• WHAT TO DO: Copy each entry below exactly. No images.
── INFORMATION SHOWN ──
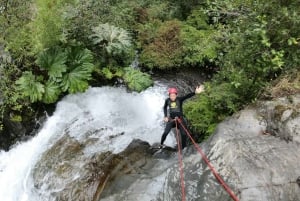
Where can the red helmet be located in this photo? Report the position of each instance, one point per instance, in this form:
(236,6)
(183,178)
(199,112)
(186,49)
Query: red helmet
───
• OUTPUT FOR THIS TASK:
Where can the red helmet be located in this photo? Report the position of each instance, one point per instance, in this form:
(236,6)
(183,178)
(199,112)
(186,49)
Query: red helmet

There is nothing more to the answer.